START DOCUMENT TEXT

With respect to personal jurisdiction over NI Group, Plaintiffs argued that jurisdiction was proper based on allegations that News Corp. — which is based in New York — dominates and controls NI Group. This Court found, however, that "the [Amended] Complaint contains only vague and conclusory allegations about NI Group's relationship with News Corp." Id. at *4. The Court also found that the acts of News Corp. could not be attributed to NI Group for jurisdictional purposes, because the allegations of News Corp.'s control over NI Group were conclusory, and the Amended Complaint was "devoid of facts demonstrating the business relationship between News Corp. and NI Group." Id.
With respect to Brooks, this Court found that all of the statements and actions attributed to her in the Amended Complaint "were made in the U.K., [and] are insufficient to demonstrate that Brooks purposely directed her activities towards the U.S. . . ." Id. at *5. This Court also found that Plaintiffs had not sufficiently alleged Brooks's control over or authorship of certain press releases issued by NI Group in the United States. Id. Accordingly, this Court found that it lacked the authority to exercise personal jurisdiction as to NI Group and Brooks. Id. at *6.
This Court also found that "nearly all of the purportedly false statements cited in the [Amended] Complaint were made prior to the start of the Class Period" alleged in the Amended Complaint — February 15, 2011. Id. at *7. In its opinion, the Court discussed at length whether statements that pre-date the Class Period are actionable under Lattanzio v. Deloitte & Touche LLP, 476 F.3d 147, 153-54 (2d Cir. 2007), and concluded that they are not:
While Plaintiffs argue that Defendants are liable for these statements on a duty to correct theory, Defendants contend that such statements are not actionable under Lattanzio v. Deloitte & Touche LLP, 476 F.3d 147, 153-54 (2d Cir. 2007). This Court concludes that, under Lattanzio, statements that pre-date the Class Period are not actionable. Plaintiffs do not contend that the few allegedly false statements in the [Amended] Complaint that remain are sufficient to plead a cause of action. Accordingly, Defendants' motion to dismiss under Fed. R. Civ. P. 12(b)(6) will be granted.

END DOCUMENT TEXT

**GOAL:**
Can you print the full court opinion excerpt on personal jurisdiction and the Class Period word for word?

START RECORDS SUPPLIED

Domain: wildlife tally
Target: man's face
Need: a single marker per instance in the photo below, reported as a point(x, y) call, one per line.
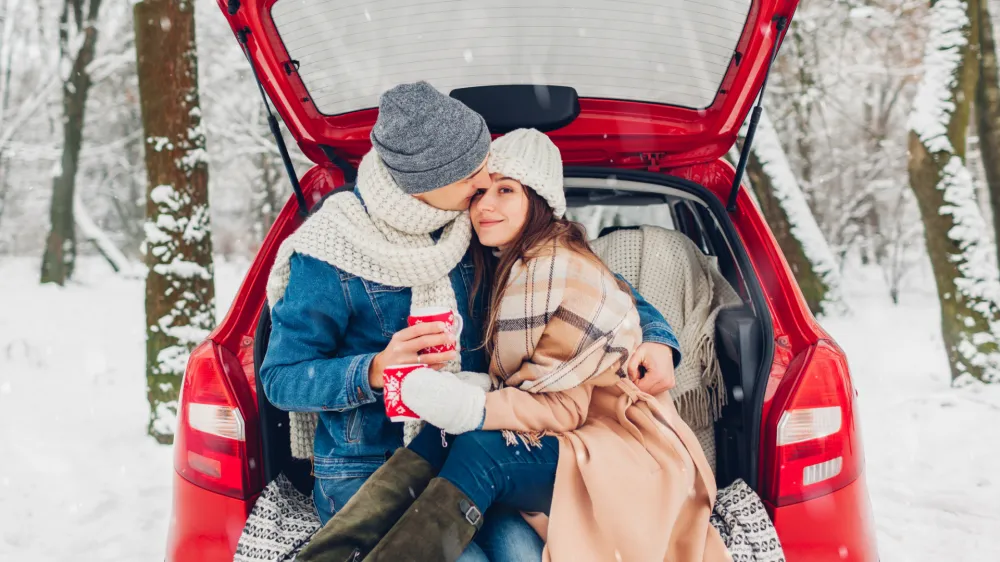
point(457, 196)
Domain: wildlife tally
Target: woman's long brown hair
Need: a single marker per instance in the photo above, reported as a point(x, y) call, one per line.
point(540, 228)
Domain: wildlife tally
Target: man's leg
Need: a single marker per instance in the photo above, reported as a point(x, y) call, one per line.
point(480, 469)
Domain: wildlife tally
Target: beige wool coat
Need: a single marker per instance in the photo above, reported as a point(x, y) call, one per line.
point(632, 483)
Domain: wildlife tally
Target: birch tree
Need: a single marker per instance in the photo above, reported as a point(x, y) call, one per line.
point(179, 286)
point(987, 104)
point(792, 222)
point(957, 236)
point(77, 45)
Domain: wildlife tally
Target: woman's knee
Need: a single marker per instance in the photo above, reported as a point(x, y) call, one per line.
point(470, 461)
point(480, 447)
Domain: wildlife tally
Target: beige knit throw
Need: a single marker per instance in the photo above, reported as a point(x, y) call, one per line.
point(673, 275)
point(389, 243)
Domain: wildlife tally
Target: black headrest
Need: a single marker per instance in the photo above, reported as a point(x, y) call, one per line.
point(516, 106)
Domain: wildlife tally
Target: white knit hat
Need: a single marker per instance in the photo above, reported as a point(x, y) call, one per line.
point(530, 157)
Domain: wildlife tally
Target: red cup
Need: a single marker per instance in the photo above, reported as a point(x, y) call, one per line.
point(451, 319)
point(392, 378)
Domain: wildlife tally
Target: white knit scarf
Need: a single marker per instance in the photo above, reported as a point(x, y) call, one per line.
point(389, 243)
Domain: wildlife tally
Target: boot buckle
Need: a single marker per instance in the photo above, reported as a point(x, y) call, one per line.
point(471, 512)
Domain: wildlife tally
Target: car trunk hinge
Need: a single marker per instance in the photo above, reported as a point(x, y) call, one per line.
point(272, 123)
point(653, 160)
point(779, 23)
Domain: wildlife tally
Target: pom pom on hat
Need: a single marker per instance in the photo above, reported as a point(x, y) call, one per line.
point(530, 157)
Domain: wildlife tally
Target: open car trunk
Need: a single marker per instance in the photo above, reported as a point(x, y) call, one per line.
point(605, 200)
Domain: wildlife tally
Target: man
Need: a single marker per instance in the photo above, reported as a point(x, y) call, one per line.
point(344, 283)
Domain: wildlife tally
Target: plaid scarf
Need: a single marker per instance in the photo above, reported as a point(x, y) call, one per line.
point(563, 321)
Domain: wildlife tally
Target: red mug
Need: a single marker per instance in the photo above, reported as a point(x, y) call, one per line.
point(451, 319)
point(392, 378)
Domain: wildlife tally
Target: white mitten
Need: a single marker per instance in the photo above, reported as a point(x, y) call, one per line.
point(444, 401)
point(478, 380)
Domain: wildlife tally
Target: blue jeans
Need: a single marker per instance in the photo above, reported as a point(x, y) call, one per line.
point(486, 469)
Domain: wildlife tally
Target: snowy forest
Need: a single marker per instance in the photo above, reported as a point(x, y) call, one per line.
point(876, 165)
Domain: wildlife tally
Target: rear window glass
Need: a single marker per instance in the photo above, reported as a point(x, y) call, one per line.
point(596, 218)
point(674, 52)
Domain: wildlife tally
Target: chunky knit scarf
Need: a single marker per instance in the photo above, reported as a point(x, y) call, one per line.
point(387, 240)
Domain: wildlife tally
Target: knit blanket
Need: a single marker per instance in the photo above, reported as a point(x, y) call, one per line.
point(386, 239)
point(673, 275)
point(283, 520)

END RECORDS SUPPLIED

**THE RESULT:**
With respect to personal jurisdiction over NI Group, Plaintiffs argued that jurisdiction was proper based on allegations that News Corp. — which is based in New York — dominates and controls NI Group. This Court found, however, that "the [Amended] Complaint contains only vague and conclusory allegations about NI Group's relationship with News Corp." Id. at *4. The Court also found that the acts of News Corp. could not be attributed to NI Group for jurisdictional purposes, because the allegations of News Corp.'s control over NI Group were conclusory, and the Amended Complaint was "devoid of facts demonstrating the business relationship between News Corp. and NI Group." Id.
With respect to Brooks, this Court found that all of the statements and actions attributed to her in the Amended Complaint "were made in the U.K., [and] are insufficient to demonstrate that Brooks purposely directed her activities towards the U.S. . . ." Id. at *5. This Court also found that Plaintiffs had not sufficiently alleged Brooks's control over or authorship of certain press releases issued by NI Group in the United States. Id. Accordingly, this Court found that it lacked the authority to exercise personal jurisdiction as to NI Group and Brooks. Id. at *6.
This Court also found that "nearly all of the purportedly false statements cited in the [Amended] Complaint were made prior to the start of the Class Period" alleged in the Amended Complaint — February 15, 2011. Id. at *7. In its opinion, the Court discussed at length whether statements that pre-date the Class Period are actionable under Lattanzio v. Deloitte & Touche LLP, 476 F.3d 147, 153-54 (2d Cir. 2007), and concluded that they are not:
While Plaintiffs argue that Defendants are liable for these statements on a duty to correct theory, Defendants contend that such statements are not actionable under Lattanzio v. Deloitte & Touche LLP, 476 F.3d 147, 153-54 (2d Cir. 2007). This Court concludes that, under Lattanzio, statements that pre-date the Class Period are not actionable. Plaintiffs do not contend that the few allegedly false statements in the [Amended] Complaint that remain are sufficient to plead a cause of action. Accordingly, Defendants' motion to dismiss under Fed. R. Civ. P. 12(b)(6) will be granted.